── Source ──
Enrichment Analysis

Enrichment analysis is often useful, especially when used in conjunction with graph clustering. Graphia provides an enrichment tool for testing your data.

Enrichment analysis is an additional test that can be performed on sets of data to identify how significant the set distribution is compared to an average. Imagine 4 red and 4 blue balls distributed between 2 sets randomly. The statistical likelihood is that each set should get 2 red and 2 blue balls. If a bag had 4 red balls in they would be “Enriched” in red balls since it is statistically unlikely to occur by random chance. It is a useful tool for understanding how likely a result is.

The sets on the left are the statistical average layout, with 50% red and 50% blue. The sets on the right are said to be "enriched" in red and blue respectively as they contain 100% red or 100% blue, deviating from the statistical average.

With a dataset loaded, Enrichment is located under Tools → Enrichment. This will bring up the Enrichment wizard. The enrichment wizard will walk you through the steps to get started.
───
── Data ──
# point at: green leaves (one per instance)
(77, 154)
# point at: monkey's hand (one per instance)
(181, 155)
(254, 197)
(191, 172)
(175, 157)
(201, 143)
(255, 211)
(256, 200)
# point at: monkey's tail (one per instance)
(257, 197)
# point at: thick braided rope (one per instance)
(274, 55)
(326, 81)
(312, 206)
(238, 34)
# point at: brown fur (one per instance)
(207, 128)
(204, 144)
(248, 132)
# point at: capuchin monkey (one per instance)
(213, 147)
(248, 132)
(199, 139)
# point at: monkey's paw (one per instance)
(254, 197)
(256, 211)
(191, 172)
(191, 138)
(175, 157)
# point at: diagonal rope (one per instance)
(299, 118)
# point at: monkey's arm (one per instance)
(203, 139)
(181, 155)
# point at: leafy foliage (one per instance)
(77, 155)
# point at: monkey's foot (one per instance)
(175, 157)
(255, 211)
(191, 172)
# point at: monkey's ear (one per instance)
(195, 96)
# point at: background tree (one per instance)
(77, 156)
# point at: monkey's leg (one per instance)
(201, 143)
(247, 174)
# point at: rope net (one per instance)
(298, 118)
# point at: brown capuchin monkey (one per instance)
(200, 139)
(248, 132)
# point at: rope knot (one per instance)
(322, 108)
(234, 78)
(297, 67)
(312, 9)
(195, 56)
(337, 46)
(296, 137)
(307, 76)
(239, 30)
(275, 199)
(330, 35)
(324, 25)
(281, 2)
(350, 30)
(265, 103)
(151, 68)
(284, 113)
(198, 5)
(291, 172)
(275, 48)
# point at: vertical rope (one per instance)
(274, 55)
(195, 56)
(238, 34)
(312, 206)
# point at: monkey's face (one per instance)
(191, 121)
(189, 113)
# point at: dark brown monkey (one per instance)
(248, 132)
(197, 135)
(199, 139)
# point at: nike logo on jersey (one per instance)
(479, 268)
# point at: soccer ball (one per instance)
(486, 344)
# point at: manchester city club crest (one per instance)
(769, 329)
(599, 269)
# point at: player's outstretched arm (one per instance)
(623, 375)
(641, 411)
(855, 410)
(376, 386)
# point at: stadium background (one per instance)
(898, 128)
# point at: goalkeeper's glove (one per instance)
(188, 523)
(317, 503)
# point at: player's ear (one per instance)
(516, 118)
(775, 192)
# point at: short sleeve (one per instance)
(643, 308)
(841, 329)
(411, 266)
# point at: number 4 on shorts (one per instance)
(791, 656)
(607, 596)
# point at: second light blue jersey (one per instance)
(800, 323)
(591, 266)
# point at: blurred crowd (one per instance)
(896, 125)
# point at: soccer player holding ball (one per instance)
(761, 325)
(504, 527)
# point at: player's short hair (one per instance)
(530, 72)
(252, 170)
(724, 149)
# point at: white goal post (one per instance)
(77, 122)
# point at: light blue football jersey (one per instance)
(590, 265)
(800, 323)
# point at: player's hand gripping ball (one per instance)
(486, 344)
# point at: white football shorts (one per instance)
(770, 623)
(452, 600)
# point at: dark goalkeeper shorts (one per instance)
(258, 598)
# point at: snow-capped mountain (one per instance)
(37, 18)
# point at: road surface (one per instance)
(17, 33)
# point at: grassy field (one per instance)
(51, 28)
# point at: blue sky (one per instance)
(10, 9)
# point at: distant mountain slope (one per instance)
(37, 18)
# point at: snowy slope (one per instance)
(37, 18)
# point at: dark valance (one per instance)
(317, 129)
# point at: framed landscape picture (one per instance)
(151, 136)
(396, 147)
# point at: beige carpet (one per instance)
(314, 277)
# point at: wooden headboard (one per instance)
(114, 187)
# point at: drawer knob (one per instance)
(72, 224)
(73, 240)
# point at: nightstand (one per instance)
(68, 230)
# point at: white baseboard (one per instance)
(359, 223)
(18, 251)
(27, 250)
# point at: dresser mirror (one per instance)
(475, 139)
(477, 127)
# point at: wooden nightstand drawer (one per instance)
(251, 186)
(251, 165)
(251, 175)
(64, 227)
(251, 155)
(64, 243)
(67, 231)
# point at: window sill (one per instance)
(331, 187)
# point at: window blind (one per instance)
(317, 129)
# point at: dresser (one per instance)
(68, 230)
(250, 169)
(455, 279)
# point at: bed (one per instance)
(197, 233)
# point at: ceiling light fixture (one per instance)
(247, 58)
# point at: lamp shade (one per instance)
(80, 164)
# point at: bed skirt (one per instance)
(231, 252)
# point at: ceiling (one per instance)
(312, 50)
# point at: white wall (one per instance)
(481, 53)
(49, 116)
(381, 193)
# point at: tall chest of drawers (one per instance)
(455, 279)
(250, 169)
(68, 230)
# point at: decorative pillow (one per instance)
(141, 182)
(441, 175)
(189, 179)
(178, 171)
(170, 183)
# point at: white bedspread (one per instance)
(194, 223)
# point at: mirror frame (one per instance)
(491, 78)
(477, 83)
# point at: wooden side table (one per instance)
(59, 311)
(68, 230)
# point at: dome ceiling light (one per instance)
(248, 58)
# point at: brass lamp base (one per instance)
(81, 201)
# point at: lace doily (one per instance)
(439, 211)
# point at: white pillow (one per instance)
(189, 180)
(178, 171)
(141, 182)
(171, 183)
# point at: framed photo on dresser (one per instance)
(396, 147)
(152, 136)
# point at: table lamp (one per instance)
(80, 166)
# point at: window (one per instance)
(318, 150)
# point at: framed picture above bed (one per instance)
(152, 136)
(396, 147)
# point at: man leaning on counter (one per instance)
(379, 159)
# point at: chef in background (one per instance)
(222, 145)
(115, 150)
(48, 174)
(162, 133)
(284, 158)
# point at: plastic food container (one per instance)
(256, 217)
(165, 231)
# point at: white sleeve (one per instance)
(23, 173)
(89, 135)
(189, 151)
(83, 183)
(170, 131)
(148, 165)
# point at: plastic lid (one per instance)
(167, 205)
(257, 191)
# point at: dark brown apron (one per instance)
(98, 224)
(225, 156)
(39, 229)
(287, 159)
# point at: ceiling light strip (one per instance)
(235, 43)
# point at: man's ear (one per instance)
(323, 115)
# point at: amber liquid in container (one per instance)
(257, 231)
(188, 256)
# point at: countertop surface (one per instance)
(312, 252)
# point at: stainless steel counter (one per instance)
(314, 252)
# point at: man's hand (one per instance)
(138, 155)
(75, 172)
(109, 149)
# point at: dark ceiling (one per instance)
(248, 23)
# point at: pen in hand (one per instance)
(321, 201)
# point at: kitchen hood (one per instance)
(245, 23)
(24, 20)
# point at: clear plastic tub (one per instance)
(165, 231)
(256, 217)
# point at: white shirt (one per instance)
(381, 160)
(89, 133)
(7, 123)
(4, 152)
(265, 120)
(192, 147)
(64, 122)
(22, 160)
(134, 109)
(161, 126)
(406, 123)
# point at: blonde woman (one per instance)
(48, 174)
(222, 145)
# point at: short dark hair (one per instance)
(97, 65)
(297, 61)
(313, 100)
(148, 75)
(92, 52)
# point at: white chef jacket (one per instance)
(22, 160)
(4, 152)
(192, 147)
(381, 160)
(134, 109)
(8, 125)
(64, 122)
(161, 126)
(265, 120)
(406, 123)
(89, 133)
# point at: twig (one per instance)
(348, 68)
───
── Data ──
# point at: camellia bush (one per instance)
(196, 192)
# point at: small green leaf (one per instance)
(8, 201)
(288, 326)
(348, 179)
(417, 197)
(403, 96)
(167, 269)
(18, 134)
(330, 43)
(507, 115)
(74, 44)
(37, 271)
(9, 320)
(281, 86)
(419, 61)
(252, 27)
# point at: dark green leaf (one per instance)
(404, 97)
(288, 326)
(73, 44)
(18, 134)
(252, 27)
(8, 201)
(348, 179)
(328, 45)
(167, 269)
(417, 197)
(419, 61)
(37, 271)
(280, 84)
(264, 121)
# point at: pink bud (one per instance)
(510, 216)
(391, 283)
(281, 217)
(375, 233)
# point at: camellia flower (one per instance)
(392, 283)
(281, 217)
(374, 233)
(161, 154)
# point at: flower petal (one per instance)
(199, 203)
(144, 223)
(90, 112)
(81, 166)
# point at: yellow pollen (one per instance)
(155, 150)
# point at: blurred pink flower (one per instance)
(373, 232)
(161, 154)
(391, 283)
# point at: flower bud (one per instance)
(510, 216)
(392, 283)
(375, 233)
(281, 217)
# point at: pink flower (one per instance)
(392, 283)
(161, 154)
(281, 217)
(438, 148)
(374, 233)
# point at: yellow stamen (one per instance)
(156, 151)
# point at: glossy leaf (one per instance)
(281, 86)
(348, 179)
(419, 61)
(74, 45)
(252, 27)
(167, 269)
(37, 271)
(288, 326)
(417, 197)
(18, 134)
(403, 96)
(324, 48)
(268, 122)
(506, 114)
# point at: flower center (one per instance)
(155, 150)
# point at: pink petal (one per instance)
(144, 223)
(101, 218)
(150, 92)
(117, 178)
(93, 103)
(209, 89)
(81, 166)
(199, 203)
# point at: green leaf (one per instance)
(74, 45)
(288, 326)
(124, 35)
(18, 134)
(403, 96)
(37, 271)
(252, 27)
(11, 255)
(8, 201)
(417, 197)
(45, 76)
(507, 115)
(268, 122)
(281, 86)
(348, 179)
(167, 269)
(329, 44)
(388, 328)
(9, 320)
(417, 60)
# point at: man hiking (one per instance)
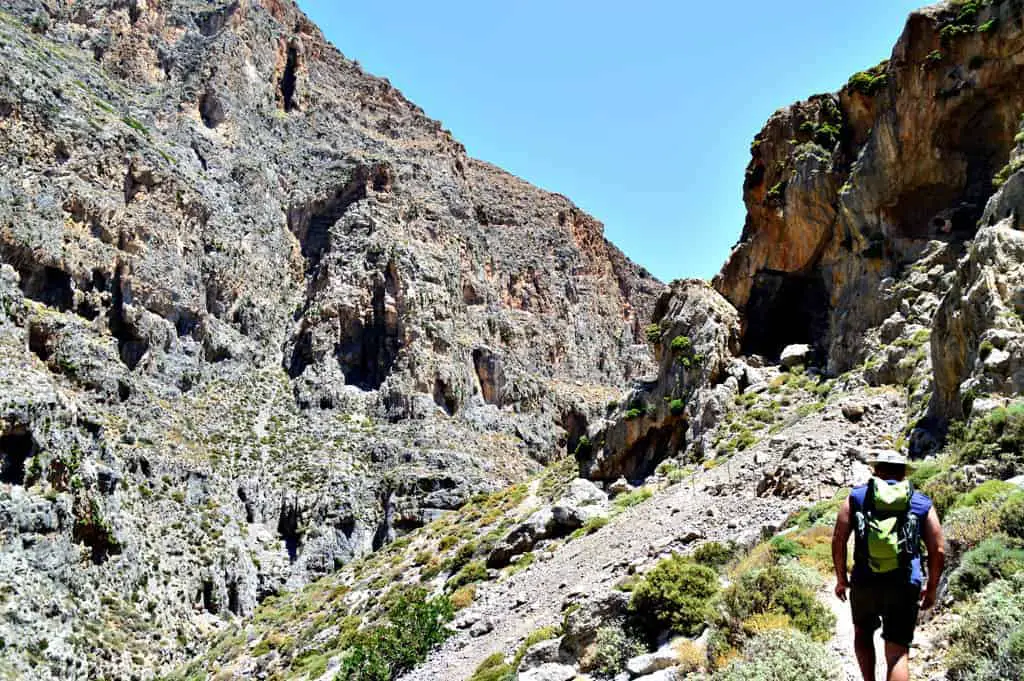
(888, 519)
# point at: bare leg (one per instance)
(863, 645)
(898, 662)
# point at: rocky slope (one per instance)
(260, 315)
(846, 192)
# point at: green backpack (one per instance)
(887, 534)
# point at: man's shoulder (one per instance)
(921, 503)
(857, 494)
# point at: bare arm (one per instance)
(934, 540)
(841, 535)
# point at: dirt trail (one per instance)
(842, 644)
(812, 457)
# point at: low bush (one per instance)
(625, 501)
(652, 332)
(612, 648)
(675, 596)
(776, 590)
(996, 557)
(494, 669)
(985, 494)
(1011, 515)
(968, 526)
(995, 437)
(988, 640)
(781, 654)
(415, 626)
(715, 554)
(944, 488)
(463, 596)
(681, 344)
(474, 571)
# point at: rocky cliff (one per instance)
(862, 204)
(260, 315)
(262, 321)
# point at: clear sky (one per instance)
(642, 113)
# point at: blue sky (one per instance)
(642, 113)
───
── Data ──
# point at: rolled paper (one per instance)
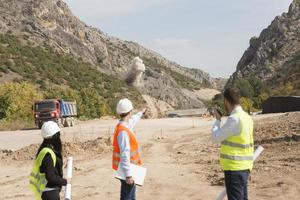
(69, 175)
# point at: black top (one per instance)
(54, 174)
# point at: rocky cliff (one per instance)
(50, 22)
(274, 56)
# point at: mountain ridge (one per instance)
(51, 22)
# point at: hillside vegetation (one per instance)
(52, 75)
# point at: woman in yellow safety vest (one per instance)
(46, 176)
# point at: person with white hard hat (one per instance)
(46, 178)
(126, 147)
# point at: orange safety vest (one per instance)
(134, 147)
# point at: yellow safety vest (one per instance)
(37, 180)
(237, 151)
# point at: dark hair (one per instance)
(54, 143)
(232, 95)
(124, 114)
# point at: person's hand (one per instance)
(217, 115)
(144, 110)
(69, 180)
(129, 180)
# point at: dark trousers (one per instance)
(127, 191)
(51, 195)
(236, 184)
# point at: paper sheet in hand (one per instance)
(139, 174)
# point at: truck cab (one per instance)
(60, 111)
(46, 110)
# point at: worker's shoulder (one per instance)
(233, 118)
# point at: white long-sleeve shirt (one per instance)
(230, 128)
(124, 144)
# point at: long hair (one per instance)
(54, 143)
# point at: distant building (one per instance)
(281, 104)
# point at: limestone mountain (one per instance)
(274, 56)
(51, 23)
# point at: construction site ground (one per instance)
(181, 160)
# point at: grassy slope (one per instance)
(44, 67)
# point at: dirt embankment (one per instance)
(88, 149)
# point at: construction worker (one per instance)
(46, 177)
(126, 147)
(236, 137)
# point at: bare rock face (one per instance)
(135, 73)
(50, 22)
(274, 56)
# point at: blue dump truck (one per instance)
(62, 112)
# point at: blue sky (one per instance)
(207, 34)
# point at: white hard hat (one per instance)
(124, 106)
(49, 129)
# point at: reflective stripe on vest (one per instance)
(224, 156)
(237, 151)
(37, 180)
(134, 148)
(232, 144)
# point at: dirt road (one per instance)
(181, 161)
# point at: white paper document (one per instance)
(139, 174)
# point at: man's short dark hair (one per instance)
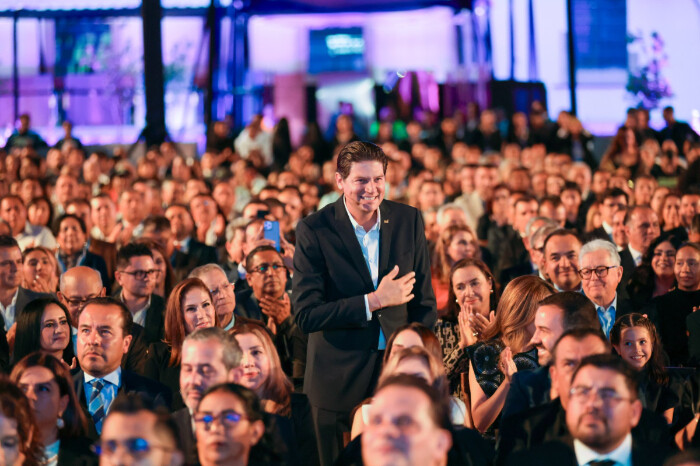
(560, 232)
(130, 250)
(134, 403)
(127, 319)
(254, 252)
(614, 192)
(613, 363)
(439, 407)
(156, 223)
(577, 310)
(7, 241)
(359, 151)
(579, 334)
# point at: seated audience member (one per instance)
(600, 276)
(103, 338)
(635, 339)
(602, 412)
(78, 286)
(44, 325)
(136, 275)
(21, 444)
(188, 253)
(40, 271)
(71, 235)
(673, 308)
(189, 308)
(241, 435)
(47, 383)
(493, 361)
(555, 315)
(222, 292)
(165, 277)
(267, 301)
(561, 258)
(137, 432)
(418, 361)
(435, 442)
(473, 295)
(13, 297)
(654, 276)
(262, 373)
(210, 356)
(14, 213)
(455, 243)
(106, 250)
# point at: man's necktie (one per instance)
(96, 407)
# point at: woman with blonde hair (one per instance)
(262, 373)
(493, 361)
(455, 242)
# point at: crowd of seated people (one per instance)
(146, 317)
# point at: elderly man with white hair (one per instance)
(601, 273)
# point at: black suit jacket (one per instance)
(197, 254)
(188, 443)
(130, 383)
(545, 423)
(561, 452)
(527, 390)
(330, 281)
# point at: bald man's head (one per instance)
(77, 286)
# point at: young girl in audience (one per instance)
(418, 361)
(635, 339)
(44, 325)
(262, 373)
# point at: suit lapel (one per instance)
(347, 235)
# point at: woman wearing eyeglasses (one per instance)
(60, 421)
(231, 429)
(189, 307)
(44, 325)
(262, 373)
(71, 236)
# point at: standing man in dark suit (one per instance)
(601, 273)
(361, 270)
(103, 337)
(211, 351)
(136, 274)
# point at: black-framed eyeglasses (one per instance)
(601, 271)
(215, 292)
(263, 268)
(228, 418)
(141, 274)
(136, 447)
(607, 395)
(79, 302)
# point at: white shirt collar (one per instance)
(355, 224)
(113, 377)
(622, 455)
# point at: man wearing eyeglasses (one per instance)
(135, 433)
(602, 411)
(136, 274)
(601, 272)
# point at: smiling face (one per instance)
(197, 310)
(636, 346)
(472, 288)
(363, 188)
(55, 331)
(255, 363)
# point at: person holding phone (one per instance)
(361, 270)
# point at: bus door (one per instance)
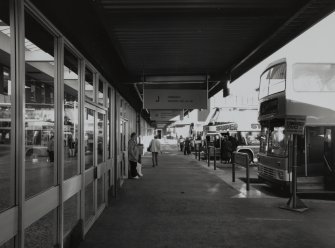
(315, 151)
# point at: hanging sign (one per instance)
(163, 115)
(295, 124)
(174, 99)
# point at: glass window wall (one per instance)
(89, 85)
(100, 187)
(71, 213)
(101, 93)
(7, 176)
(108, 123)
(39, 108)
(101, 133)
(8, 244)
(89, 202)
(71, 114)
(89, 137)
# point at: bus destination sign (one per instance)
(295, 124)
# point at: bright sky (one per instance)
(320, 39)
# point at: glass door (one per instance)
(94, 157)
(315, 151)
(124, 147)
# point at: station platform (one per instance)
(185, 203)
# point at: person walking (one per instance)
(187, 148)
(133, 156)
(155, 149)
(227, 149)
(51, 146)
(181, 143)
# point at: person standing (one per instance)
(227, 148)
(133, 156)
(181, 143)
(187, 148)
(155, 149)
───
*Brief*: Extend the Graphia enrichment analysis text, picking up right after its final sentence. The entries are drawn from a separate source.

*Result for this task*:
The first attribute you be asked to select will define the “sets” to test for enrichment. This is usually going to be a clustering, i.e. MCL or Louvain. The second attribute you will be asked to select will be the attribute value to test for enrichment. In the example above this would be the colour of the balls.

When completed, you will be shown the Enrichment Results dialog. This will display a table of results and a heat map representation of the enrichment testing on the right.

The table displays the comparison, the observed amount, the expected average and the over-representation factor. The amount of over-representation within the set (compared to the average) is displayed in the "Representation" column. The Fisher's column is the Fisher's exact test results for that comparison. The adjusted Fisher's is simply the Fisher's value scaled by the number of different groups found within the set.

The heatmap displays the adjusted fisher’s p-value in an easy to use form. Click a heatmap result to highlight the table entry. Only statistically significant values are coloured in the heatmap, values below the standard 0.05 threshold are shown in grey. By default only the significantly enriched results are displayed in the table. To show all enrichment results, regardless of significance, click the toolbar button on the top left of the results window.